Go with a Unico High-V system if you want AC in close confines.

But the steam heat in a rowhouse? Continues the history as once intended. How priceless is that.


  • Robert_19
    Robert_19 Member Posts: 1
    Replace steam with central air?

    I'm a homeowner getting conflicting advice and would like your input. Last year I bought a 1890-vintage rowhouse, 19 feet wide, 4 stories, with neighbors' houses sharing party walls on either side. It has a one-pipe steam radiator system, plus a hot water loop for baseboard radiators in a sunroom extension. I'm planning a big renovation which definitely will include central air conditioning. The big decision: Should I keep the steam heat and have CAC too? Or have a single central air system for both heating and cooling? Some folks tell me I'm crazy to even consider taking out the steam system. Others tell me I'm nuts not to go with a single system, and that hot air is just as comfortable as steam heat. Any thoughts? Thanks!
  • Steamhead (in transit)
    The people who are trying

    to get you to tear out the steam are most likely unscrupulous contractors who see thousands of dollar signs at the prospect of a tear-out, which is very labor-intensive. Don't listen to them!

-*-*-

## [SET EXERCISE A]
In the listing, begin at the line that has "of the curb" and stop after the line that has "pixel 1117 596". Write those lines again, substituting "sidewalk edge" for "curb" and keeping everything else the same.

-*-*-

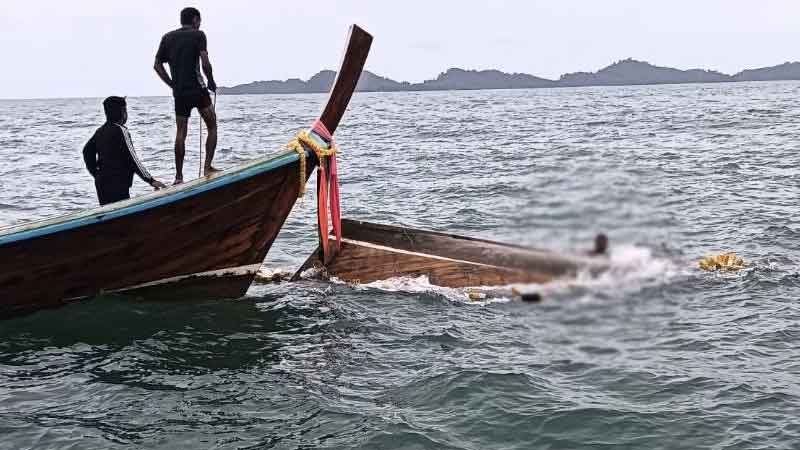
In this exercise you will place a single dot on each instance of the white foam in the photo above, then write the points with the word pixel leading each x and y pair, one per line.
pixel 631 268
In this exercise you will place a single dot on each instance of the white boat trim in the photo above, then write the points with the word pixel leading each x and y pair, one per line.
pixel 228 272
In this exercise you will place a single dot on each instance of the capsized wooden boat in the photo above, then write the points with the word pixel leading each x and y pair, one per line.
pixel 205 238
pixel 370 252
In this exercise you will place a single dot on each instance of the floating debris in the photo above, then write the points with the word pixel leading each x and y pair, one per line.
pixel 724 261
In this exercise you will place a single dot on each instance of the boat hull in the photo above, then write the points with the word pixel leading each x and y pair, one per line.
pixel 206 240
pixel 372 252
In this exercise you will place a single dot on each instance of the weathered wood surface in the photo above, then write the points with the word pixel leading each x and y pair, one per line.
pixel 372 252
pixel 355 56
pixel 228 227
pixel 205 244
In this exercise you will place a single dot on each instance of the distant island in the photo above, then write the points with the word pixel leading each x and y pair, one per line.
pixel 621 73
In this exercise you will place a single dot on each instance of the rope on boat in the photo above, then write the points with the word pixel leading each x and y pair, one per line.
pixel 304 138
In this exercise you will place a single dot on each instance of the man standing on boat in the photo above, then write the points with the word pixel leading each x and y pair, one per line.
pixel 183 49
pixel 110 158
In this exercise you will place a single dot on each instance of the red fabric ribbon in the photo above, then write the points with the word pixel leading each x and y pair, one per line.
pixel 328 193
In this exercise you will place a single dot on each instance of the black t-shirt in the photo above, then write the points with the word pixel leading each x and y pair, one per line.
pixel 110 157
pixel 181 49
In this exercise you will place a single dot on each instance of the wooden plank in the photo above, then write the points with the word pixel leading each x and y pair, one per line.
pixel 372 252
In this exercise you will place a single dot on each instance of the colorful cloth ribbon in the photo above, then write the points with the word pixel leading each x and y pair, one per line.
pixel 328 195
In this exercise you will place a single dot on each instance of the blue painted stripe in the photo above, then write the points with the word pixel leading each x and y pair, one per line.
pixel 104 214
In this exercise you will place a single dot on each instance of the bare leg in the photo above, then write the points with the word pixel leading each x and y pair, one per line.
pixel 180 146
pixel 210 118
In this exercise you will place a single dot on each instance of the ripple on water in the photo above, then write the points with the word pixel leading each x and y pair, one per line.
pixel 653 354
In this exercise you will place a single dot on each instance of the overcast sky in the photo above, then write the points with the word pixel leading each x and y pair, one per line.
pixel 101 47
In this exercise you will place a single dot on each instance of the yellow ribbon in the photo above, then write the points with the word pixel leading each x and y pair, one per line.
pixel 296 144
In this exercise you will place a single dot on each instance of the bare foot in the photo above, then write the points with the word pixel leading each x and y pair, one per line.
pixel 210 171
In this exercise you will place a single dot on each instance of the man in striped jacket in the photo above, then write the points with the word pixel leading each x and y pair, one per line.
pixel 110 157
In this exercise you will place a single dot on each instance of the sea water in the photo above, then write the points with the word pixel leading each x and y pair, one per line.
pixel 654 354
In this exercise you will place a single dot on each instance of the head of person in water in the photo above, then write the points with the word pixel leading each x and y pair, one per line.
pixel 190 17
pixel 116 110
pixel 600 244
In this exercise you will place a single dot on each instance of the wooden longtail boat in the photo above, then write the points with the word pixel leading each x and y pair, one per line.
pixel 370 252
pixel 205 238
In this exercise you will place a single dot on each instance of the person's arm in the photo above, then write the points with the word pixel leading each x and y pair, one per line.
pixel 136 164
pixel 158 66
pixel 90 156
pixel 206 63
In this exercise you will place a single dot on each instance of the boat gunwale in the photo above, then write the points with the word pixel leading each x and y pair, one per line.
pixel 148 201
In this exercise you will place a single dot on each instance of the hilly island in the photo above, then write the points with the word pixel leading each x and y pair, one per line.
pixel 621 73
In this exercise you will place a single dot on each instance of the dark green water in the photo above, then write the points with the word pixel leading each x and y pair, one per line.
pixel 653 355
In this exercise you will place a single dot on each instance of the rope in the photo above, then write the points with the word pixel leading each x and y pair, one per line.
pixel 304 138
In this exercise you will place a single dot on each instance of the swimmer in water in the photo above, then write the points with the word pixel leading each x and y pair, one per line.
pixel 600 246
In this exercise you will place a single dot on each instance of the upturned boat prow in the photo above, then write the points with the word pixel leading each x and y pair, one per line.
pixel 205 238
pixel 371 252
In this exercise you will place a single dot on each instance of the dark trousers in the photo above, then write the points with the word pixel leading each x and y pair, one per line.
pixel 110 192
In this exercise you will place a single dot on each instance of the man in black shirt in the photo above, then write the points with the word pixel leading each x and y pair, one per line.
pixel 183 49
pixel 110 158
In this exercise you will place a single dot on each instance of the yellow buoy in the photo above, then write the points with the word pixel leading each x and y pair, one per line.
pixel 724 261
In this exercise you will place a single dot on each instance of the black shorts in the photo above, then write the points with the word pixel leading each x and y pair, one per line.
pixel 185 103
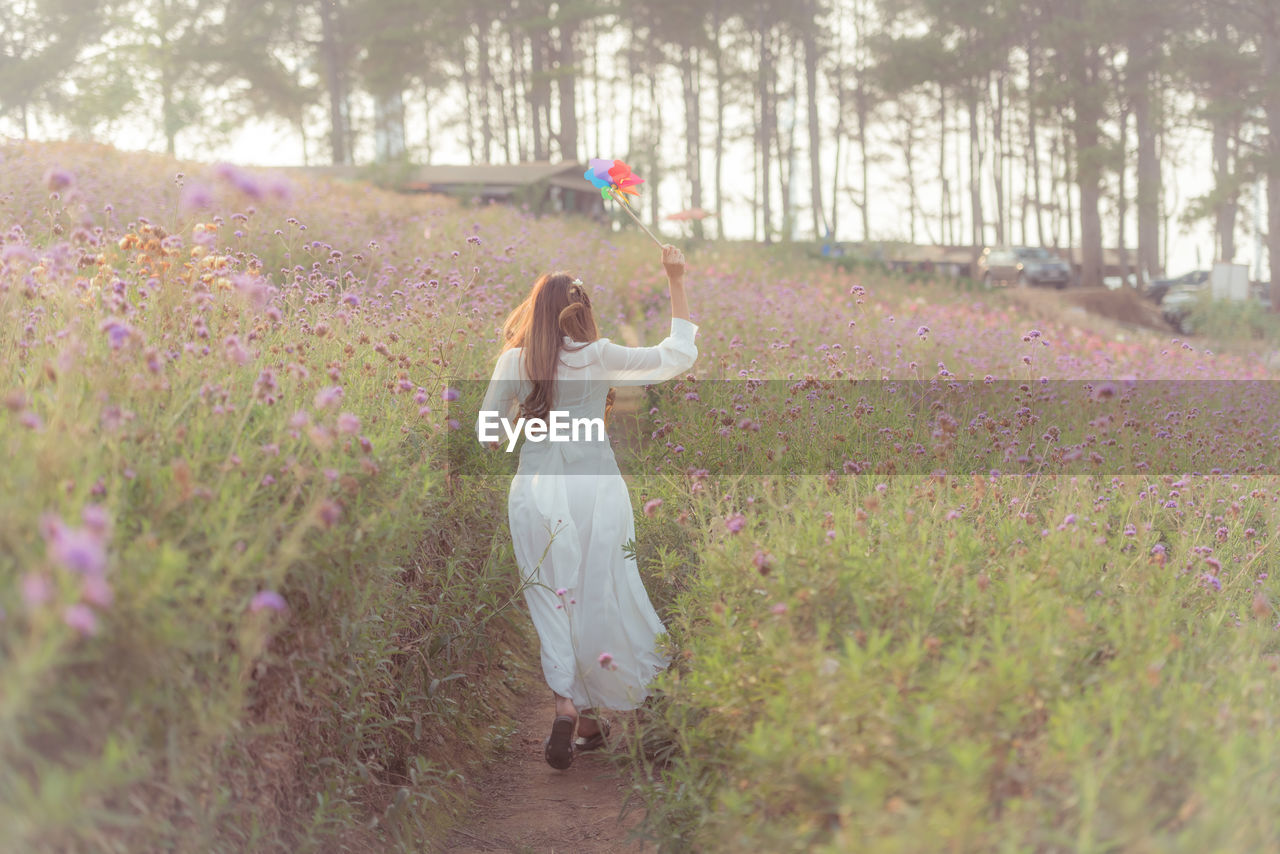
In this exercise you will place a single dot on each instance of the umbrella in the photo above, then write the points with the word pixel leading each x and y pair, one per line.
pixel 693 213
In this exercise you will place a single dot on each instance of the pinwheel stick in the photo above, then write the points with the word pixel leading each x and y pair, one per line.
pixel 627 208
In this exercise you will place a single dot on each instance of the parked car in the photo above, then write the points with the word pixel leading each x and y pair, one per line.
pixel 1022 265
pixel 1179 298
pixel 1178 301
pixel 1157 288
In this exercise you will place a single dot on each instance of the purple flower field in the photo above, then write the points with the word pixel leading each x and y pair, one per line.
pixel 245 604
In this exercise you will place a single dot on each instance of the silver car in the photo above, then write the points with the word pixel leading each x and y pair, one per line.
pixel 1022 265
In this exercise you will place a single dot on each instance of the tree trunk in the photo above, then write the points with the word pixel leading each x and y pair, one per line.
pixel 1270 46
pixel 909 154
pixel 810 78
pixel 693 124
pixel 1033 144
pixel 833 223
pixel 539 94
pixel 1224 188
pixel 566 80
pixel 717 23
pixel 786 154
pixel 997 156
pixel 976 158
pixel 944 186
pixel 519 92
pixel 1148 174
pixel 485 86
pixel 766 132
pixel 469 100
pixel 656 135
pixel 1123 199
pixel 1088 172
pixel 330 51
pixel 862 110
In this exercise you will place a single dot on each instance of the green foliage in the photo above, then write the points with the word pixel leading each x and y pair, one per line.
pixel 892 680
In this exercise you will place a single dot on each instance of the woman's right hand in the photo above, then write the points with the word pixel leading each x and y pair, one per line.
pixel 673 261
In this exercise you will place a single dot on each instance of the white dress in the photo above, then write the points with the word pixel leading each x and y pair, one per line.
pixel 571 515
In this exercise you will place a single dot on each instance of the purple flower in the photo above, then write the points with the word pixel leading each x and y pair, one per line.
pixel 196 196
pixel 328 396
pixel 117 333
pixel 266 599
pixel 36 589
pixel 348 423
pixel 763 562
pixel 96 592
pixel 81 617
pixel 58 178
pixel 77 549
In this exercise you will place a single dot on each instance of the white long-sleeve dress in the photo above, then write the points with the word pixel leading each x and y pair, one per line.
pixel 571 515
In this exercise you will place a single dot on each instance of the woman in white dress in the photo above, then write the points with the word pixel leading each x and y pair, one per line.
pixel 568 506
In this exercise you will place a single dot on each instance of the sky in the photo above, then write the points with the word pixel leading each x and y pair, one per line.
pixel 272 144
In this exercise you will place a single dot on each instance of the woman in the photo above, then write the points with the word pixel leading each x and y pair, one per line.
pixel 568 506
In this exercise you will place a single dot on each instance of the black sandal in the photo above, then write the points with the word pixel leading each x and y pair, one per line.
pixel 592 741
pixel 558 747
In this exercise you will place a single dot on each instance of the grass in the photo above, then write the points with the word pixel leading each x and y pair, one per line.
pixel 246 612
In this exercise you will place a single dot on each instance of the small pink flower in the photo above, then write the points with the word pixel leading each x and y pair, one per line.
pixel 36 589
pixel 81 617
pixel 763 562
pixel 266 599
pixel 95 590
pixel 328 396
pixel 330 512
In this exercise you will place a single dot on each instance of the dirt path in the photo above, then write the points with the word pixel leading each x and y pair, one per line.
pixel 522 804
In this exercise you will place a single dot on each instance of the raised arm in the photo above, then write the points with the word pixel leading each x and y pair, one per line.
pixel 677 351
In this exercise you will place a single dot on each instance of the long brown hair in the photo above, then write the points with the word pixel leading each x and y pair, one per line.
pixel 557 306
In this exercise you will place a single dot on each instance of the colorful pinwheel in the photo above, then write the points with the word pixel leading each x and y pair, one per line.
pixel 616 181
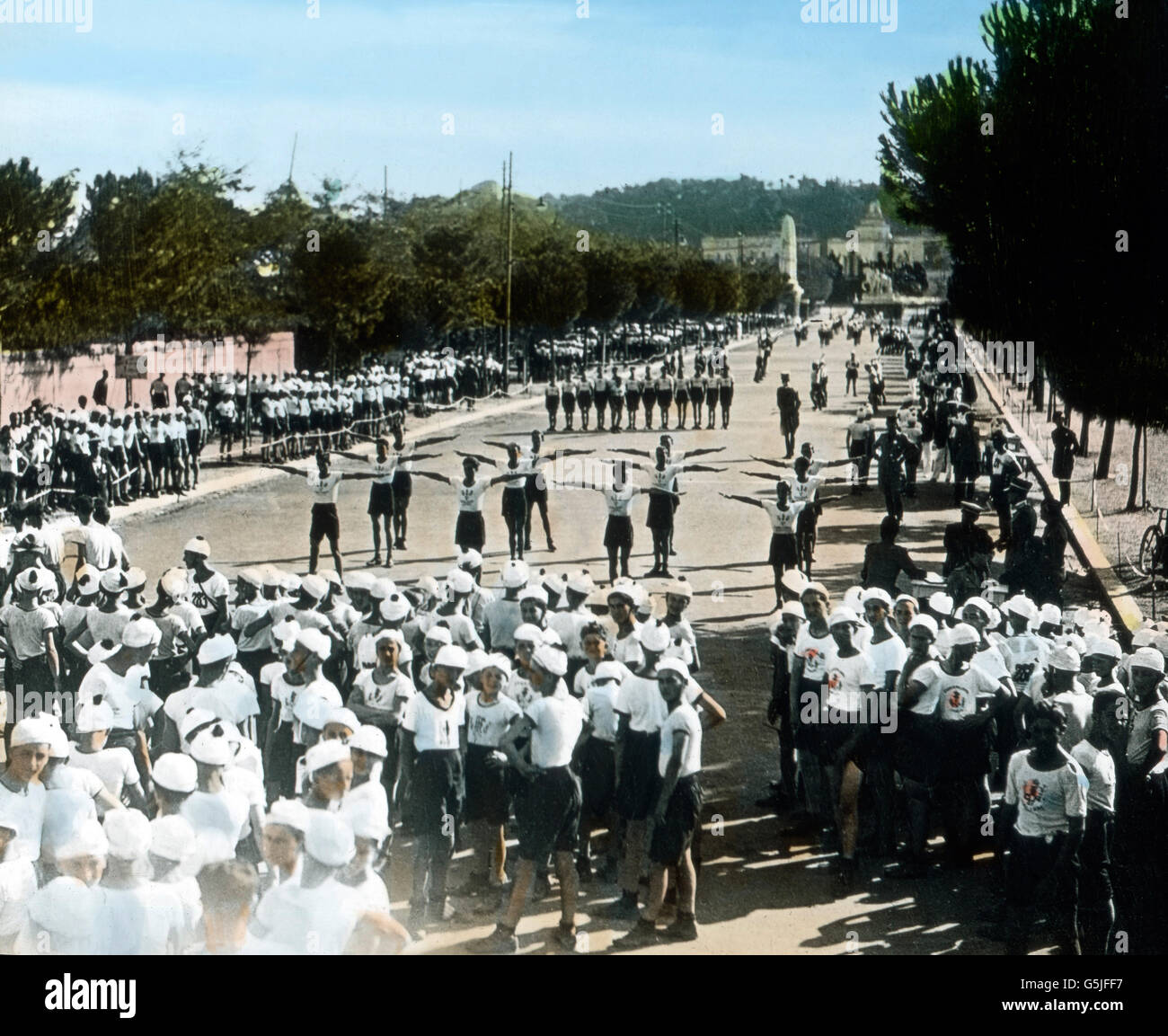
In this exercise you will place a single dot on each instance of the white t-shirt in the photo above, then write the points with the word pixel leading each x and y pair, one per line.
pixel 435 728
pixel 470 498
pixel 559 723
pixel 783 522
pixel 115 766
pixel 1099 767
pixel 887 657
pixel 1046 798
pixel 958 695
pixel 814 651
pixel 684 719
pixel 845 680
pixel 323 490
pixel 138 922
pixel 485 724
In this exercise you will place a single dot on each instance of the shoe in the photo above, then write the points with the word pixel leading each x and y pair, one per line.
pixel 907 871
pixel 623 908
pixel 584 871
pixel 642 934
pixel 500 941
pixel 682 930
pixel 565 935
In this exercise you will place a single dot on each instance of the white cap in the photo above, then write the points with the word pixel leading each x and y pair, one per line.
pixel 369 739
pixel 175 583
pixel 844 615
pixel 343 717
pixel 962 633
pixel 1145 658
pixel 88 840
pixel 328 838
pixel 314 642
pixel 653 635
pixel 90 717
pixel 217 650
pixel 549 659
pixel 498 661
pixel 172 837
pixel 451 655
pixel 175 772
pixel 926 623
pixel 128 834
pixel 1066 659
pixel 394 607
pixel 325 754
pixel 141 632
pixel 672 665
pixel 199 545
pixel 314 587
pixel 288 813
pixel 211 747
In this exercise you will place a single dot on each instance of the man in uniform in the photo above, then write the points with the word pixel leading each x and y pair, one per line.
pixel 965 541
pixel 787 400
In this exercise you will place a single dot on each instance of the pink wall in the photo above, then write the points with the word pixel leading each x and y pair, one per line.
pixel 59 380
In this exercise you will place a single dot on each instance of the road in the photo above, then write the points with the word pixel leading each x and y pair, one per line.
pixel 760 890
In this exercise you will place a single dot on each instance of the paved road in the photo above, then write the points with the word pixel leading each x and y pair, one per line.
pixel 760 890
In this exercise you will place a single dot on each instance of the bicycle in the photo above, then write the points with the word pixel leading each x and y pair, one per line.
pixel 1155 546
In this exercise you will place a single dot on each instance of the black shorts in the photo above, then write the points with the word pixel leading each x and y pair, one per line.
pixel 436 792
pixel 672 837
pixel 486 789
pixel 660 515
pixel 619 532
pixel 325 523
pixel 381 499
pixel 598 777
pixel 403 486
pixel 514 503
pixel 783 550
pixel 548 810
pixel 470 529
pixel 639 782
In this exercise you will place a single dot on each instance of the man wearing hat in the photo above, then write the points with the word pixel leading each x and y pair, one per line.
pixel 966 542
pixel 789 403
pixel 548 803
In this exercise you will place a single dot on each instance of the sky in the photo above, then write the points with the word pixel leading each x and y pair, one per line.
pixel 440 90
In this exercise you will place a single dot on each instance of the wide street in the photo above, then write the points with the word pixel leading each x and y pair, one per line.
pixel 760 889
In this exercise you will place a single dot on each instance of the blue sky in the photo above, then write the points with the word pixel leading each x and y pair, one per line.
pixel 623 96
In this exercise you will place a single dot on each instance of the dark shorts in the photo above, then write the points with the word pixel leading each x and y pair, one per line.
pixel 381 499
pixel 598 777
pixel 403 487
pixel 486 789
pixel 470 529
pixel 672 837
pixel 436 792
pixel 619 532
pixel 660 515
pixel 639 782
pixel 783 550
pixel 514 503
pixel 325 523
pixel 548 810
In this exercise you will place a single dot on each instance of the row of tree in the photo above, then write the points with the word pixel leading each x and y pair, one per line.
pixel 182 255
pixel 1043 170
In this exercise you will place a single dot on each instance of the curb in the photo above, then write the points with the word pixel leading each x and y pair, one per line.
pixel 1117 596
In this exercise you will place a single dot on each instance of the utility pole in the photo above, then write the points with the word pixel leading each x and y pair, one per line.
pixel 510 222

-*-*-

## [SET EXERCISE B]
In the forum thread on replacing steam heat, why does Steamhead say the homeowner should not listen to those urging removal of the steam system?

## [WRITTEN REPLY A]
In this exercise you will place a single dot on each instance of the sidewalk edge in the photo above, then write the points with the word pixel leading each x and y pair, one per line.
pixel 1117 596

## [WRITTEN REPLY B]
Steamhead says they are most likely unscrupulous contractors who see thousands of dollars in a tear-out. Removing the system is very labor-intensive, and that makes the job profitable for them.